*Things to do*.
a - Answer these about the syscall patch below, one answer per line, marked the same way:
(i) How many insertions and how many deletions does the patch report?
(ii) What does the close implementation return when is_hostfd(arg1) is true?
(iii) What does the read implementation return when arg3 is 0?
b - List every line in the rows below that contains the string "water".

### Excerpted text

These are relatively simple unconditionally defined syscalls.
Signed-off-by: Richard Henderson <richard.henderson@linaro.org>
---
linux-user/syscall.c | 198 ++++++++++++++++++++++++-------------------
1 file changed, 111 insertions(+), 87 deletions(-)
diff --git a/linux-user/syscall.c b/linux-user/syscall.c
index fc3dc3f40d..b0d268dab7 100644
--- a/linux-user/syscall.c
+++ b/linux-user/syscall.c
@@ -7984,6 +7984,112 @@ IMPL(enosys)
return do_unimplemented(num);
}
+IMPL(brk)
+{
+ return do_brk(arg1);
+}
+
+IMPL(close)
+{
+ if (is_hostfd(arg1)) {
+ return -TARGET_EBADF;
+ }
+ fd_trans_unregister(arg1);
+ return get_errno(close(arg1));
+}
+
+IMPL(exit)
+{
+ CPUState *cpu = ENV_GET_CPU(cpu_env);
+
+ /* In old applications this may be used to implement _exit(2).
+ However in threaded applictions it is used for thread termination,
+ and _exit_group is used for application termination.
+ Do thread termination if we have more then one thread. */
+ if (block_signals()) {
+ return -TARGET_ERESTARTSYS;
+ }
+
+ cpu_list_lock();
+
+ if (CPU_NEXT(first_cpu)) {
+ /* Remove the CPU from the list. */
+ QTAILQ_REMOVE(&cpus, cpu, node);
+ cpu_list_unlock();
+
+ TaskState *ts = cpu->opaque;
+ if (ts->child_tidptr) {
+ put_user_u32(0, ts->child_tidptr);
+ sys_futex(g2h(ts->child_tidptr), FUTEX_WAKE, INT_MAX,
+ NULL, NULL, 0);
+ }
+ thread_cpu = NULL;
+ object_unref(OBJECT(cpu));
+ g_free(ts);
+ rcu_unregister_thread();
+ pthread_exit(NULL);
+ } else {
+ cpu_list_unlock();
+
+#ifdef TARGET_GPROF
+ _mcleanup();
+#endif
+ gdb_exit(cpu_env, arg1);
+ _exit(arg1);
+ }
+ g_assert_not_reached();
+}
+
+IMPL(read)
+{
+ abi_long ret;
+ char *fn;
+
+ if (arg3 == 0) {
+ return 0;
+ }
+ if (is_hostfd(arg1)) {
+ return -TARGET_EBADF;
+ }
+ fn = lock_user(VERIFY_WRITE, arg2, arg3, 0);
+ if (!fn) {
+ return -TARGET_EFAULT;
+ }
+ ret = get_errno(safe_read(arg1, fn, arg3));
+ if (ret >= 0 && fd_trans_host_to_target_data(arg1)) {
+ ret = fd_trans_host_to_target_data(arg1)(fn, ret);
+ }
+ unlock_user(fn, arg2, ret);
+ return ret;
+}
+
+IMPL(write)

######
### Information provided

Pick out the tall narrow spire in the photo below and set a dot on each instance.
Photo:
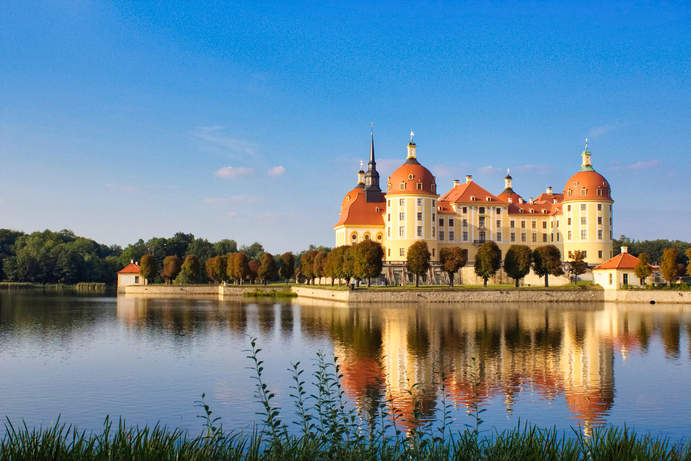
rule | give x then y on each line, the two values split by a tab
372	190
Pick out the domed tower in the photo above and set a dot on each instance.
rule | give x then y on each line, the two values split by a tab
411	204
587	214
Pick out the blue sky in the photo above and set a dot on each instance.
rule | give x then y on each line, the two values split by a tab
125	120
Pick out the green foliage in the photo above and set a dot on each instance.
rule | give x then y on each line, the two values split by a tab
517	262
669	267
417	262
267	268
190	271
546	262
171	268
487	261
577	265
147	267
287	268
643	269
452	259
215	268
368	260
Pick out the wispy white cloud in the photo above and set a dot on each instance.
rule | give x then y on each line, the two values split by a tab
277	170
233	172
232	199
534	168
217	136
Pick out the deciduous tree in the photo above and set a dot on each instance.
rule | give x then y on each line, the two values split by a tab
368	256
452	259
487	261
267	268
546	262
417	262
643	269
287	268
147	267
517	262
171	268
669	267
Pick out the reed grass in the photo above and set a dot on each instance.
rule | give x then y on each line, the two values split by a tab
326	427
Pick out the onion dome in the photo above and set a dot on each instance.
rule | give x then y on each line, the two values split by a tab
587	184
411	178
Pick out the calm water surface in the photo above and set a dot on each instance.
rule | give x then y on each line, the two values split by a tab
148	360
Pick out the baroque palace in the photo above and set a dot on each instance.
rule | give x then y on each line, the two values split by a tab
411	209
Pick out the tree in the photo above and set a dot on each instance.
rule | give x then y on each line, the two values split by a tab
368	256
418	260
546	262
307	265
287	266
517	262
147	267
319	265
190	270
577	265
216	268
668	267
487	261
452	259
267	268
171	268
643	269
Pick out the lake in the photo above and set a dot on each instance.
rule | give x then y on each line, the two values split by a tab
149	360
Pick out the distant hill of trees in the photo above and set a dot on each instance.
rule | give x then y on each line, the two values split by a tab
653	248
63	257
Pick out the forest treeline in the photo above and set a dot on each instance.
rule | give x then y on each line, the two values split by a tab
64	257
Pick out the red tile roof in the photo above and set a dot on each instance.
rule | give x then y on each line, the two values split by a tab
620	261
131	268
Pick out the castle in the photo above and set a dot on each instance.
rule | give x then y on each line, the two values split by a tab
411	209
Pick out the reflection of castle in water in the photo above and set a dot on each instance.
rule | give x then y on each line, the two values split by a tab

######

*Outputs*.
a -
(i) 111 insertions and 87 deletions
(ii) -TARGET_EBADF
(iii) 0

b -
Pick out the calm water surface in the photo above and set a dot on each instance.
Pick out the reflection of castle in water in the photo above and set a dot on each instance.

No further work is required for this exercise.